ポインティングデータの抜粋
◆ ◆ ◆ ◆ ◆ ◆ ◆

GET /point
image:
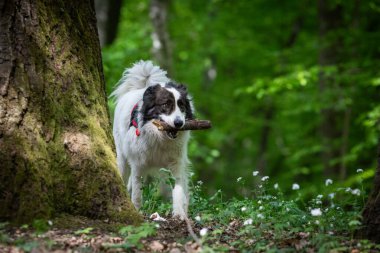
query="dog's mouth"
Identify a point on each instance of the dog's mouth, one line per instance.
(172, 134)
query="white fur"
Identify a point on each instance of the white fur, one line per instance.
(139, 156)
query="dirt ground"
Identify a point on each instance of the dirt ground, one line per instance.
(171, 235)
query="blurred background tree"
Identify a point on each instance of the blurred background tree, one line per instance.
(292, 87)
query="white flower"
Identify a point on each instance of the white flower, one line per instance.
(203, 231)
(156, 217)
(295, 186)
(316, 212)
(248, 222)
(356, 192)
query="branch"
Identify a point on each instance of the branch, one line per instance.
(189, 125)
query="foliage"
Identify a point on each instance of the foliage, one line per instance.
(133, 235)
(271, 221)
(249, 70)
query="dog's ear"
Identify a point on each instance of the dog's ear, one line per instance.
(182, 88)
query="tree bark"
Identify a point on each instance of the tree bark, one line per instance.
(330, 20)
(371, 213)
(56, 148)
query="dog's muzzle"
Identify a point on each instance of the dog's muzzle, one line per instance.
(172, 134)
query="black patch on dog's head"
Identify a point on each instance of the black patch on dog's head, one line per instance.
(184, 101)
(156, 101)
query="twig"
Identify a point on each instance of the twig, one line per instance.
(189, 125)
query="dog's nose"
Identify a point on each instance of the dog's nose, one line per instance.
(178, 123)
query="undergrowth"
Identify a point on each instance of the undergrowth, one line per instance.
(267, 219)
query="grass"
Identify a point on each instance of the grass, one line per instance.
(269, 218)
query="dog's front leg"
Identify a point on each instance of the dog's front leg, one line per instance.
(180, 193)
(136, 183)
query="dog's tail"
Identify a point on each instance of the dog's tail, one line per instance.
(141, 75)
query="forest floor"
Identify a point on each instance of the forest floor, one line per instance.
(265, 220)
(168, 235)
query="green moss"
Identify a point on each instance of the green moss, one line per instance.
(65, 92)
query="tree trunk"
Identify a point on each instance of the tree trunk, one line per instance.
(162, 50)
(330, 20)
(56, 148)
(371, 213)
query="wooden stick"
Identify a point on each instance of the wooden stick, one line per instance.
(189, 125)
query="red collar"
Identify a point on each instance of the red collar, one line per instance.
(134, 119)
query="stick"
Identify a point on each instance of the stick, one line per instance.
(189, 125)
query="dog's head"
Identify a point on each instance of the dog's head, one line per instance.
(170, 103)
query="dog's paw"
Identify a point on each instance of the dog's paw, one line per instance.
(181, 216)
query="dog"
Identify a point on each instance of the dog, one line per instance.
(144, 94)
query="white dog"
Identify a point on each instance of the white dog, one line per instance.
(143, 94)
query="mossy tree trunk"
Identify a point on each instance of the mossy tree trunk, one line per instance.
(371, 213)
(56, 148)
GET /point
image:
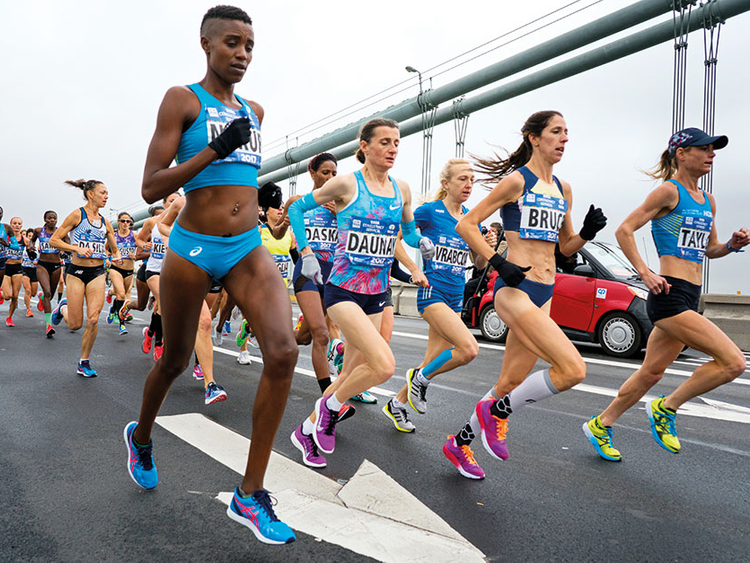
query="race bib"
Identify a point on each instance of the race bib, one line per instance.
(217, 119)
(371, 242)
(693, 237)
(282, 263)
(451, 256)
(542, 216)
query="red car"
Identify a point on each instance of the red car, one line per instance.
(598, 297)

◆ ◆ ◆ ◆ ◆ ◆ ◆

上の行のうち、「twig」という語を含む行はいくつあるか。数だけを答えよ。

2